WORK INSTRUCTIONS:
Report each line of the listing below that holds "positive".

- - -

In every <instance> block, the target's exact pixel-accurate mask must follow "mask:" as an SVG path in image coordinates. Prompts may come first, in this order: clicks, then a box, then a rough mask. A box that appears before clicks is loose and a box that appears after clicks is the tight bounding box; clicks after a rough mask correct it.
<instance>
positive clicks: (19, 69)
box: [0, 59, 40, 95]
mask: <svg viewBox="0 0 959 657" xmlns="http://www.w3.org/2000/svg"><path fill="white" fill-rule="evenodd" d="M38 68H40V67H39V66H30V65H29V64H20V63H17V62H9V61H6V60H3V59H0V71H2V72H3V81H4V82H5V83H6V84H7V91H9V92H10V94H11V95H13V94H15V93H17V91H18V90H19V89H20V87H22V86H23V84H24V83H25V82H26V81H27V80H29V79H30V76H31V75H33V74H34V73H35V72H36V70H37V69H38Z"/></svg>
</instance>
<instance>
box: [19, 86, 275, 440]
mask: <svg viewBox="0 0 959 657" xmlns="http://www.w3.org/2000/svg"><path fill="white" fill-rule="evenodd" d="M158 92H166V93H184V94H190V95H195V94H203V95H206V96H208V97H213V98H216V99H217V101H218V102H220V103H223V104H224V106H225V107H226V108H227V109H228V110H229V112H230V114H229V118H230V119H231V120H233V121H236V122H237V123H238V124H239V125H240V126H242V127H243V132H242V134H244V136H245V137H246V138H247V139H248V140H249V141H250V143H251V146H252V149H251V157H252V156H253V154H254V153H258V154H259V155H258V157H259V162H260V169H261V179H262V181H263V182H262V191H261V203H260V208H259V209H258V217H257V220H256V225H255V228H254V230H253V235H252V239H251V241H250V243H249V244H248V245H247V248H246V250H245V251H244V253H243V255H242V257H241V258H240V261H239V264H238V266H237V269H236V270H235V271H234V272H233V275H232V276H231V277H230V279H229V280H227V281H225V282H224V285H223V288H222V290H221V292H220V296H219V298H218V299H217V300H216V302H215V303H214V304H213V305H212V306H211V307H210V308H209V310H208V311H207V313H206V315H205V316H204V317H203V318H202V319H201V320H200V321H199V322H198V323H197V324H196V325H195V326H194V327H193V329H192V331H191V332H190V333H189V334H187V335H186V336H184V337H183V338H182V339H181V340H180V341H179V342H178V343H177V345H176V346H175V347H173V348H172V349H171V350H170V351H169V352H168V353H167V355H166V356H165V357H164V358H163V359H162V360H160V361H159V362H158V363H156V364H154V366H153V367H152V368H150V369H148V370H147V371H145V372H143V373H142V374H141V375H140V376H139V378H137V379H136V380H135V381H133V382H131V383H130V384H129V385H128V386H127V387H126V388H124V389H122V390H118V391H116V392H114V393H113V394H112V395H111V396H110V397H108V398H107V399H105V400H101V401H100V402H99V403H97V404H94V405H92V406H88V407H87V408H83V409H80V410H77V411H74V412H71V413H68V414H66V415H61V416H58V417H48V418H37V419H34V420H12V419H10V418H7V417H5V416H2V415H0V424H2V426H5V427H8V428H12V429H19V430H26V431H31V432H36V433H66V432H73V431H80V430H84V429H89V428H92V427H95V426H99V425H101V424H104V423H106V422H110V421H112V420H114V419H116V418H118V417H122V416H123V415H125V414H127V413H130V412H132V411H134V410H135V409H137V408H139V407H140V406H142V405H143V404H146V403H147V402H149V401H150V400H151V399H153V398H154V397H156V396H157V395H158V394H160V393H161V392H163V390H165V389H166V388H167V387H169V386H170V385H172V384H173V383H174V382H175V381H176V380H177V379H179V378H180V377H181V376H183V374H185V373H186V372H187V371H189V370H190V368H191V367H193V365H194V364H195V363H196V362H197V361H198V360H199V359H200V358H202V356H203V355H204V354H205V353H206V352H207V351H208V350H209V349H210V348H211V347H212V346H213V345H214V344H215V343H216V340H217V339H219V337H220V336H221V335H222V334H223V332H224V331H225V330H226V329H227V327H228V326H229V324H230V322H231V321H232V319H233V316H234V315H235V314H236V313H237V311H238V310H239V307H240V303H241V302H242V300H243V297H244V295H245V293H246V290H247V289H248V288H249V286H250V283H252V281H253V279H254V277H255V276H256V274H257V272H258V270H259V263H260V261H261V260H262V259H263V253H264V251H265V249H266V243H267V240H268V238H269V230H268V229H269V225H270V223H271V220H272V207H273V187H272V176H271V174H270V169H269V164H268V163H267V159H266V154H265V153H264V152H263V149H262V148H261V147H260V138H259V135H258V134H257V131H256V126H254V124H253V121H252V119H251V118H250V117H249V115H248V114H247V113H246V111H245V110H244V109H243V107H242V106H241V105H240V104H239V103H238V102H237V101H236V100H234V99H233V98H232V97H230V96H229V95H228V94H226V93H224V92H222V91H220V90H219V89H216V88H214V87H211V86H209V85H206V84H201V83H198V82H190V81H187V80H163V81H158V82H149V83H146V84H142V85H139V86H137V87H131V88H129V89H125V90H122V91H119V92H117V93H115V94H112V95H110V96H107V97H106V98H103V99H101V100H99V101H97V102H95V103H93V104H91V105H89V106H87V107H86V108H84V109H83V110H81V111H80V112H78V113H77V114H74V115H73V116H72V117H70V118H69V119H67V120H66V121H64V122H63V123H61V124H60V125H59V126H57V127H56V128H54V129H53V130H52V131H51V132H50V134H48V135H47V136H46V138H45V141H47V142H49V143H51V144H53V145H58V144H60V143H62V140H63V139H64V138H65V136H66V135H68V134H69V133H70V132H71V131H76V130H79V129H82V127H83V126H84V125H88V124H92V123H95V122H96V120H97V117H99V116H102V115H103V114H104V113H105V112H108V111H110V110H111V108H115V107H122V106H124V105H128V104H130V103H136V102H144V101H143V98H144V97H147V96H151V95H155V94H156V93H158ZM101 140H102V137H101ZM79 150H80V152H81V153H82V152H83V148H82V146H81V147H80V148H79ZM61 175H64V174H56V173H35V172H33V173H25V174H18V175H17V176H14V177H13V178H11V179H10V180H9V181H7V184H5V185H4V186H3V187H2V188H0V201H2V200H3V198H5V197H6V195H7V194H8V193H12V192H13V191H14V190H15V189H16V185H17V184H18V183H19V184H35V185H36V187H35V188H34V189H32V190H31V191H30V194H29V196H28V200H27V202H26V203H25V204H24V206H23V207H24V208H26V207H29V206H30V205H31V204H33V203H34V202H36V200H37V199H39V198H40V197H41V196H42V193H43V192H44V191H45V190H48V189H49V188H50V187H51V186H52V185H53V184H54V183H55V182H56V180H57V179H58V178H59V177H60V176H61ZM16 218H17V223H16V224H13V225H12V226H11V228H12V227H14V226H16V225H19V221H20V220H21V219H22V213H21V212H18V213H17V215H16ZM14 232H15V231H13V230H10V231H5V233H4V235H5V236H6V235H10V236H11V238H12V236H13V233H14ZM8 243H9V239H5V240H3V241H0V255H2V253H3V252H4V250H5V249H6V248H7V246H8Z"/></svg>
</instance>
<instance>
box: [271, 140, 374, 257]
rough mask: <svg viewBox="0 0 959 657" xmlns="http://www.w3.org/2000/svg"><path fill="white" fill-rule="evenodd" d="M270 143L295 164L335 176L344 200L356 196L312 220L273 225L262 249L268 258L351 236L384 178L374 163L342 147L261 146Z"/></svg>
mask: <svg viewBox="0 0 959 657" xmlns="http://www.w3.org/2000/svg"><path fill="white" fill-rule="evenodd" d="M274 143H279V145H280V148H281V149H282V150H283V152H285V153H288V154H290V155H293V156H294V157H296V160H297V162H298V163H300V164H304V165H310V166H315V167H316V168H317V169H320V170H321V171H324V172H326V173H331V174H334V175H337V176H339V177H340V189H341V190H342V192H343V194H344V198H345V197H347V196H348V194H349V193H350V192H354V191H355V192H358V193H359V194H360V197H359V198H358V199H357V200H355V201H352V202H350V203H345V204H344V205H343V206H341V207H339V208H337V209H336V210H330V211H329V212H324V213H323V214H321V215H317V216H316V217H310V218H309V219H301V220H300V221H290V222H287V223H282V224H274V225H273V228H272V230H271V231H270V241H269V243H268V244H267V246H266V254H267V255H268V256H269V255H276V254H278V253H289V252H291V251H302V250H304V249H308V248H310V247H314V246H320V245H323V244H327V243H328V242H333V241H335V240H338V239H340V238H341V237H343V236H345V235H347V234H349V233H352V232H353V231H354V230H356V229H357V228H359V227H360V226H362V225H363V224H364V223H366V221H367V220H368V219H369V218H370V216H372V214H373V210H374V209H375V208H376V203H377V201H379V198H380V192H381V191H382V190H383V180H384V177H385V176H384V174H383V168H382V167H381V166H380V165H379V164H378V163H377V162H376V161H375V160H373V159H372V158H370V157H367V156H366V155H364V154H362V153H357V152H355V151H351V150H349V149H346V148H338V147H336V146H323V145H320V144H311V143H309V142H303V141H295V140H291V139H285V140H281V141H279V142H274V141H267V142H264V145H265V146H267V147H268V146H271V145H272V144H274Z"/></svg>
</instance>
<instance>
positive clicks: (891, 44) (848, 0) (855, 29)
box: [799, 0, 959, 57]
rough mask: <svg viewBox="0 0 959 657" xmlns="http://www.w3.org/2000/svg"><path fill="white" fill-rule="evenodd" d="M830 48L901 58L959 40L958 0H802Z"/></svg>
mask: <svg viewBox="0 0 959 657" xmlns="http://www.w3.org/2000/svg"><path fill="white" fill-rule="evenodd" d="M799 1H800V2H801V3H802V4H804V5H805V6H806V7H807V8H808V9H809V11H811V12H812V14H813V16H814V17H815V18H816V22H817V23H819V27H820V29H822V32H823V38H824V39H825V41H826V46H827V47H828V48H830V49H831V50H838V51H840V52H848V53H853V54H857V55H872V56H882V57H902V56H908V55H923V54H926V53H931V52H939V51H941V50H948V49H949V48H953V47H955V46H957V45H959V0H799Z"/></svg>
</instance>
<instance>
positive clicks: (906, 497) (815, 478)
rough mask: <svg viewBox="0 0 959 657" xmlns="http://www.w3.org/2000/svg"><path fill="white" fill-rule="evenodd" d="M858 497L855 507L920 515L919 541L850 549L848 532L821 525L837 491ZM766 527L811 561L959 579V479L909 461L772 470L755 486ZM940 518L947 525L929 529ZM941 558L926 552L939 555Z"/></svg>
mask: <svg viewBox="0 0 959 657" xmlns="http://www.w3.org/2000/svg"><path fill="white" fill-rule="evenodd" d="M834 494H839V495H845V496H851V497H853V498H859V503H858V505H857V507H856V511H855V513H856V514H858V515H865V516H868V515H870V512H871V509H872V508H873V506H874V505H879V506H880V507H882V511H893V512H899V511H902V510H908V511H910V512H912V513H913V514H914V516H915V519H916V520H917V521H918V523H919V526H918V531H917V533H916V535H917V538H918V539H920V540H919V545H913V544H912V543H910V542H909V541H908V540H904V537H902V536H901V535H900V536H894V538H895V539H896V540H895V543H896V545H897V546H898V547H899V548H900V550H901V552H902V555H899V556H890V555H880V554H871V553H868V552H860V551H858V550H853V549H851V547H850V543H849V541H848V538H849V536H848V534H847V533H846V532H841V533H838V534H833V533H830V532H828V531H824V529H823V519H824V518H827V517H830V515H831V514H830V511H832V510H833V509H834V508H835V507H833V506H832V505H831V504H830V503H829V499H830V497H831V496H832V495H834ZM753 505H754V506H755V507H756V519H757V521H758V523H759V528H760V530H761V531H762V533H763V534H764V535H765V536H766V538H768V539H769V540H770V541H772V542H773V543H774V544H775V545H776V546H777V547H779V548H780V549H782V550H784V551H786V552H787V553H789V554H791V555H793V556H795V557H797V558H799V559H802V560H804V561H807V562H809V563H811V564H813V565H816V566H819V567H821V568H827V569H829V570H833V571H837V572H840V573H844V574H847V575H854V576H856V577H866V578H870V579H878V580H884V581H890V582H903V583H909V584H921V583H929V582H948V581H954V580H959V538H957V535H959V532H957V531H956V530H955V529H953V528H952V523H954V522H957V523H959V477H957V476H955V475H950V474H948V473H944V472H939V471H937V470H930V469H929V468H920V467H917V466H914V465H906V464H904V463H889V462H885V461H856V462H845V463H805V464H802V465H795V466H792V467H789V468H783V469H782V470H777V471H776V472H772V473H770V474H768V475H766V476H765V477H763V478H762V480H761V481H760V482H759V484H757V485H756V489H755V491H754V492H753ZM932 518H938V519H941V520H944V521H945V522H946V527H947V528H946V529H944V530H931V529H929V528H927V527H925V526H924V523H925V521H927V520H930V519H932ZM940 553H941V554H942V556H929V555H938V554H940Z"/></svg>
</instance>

- - -

WRITTEN RESPONSE:
positive clicks: (19, 69)
positive clicks: (891, 44) (848, 0) (855, 29)
positive clicks: (906, 497) (815, 478)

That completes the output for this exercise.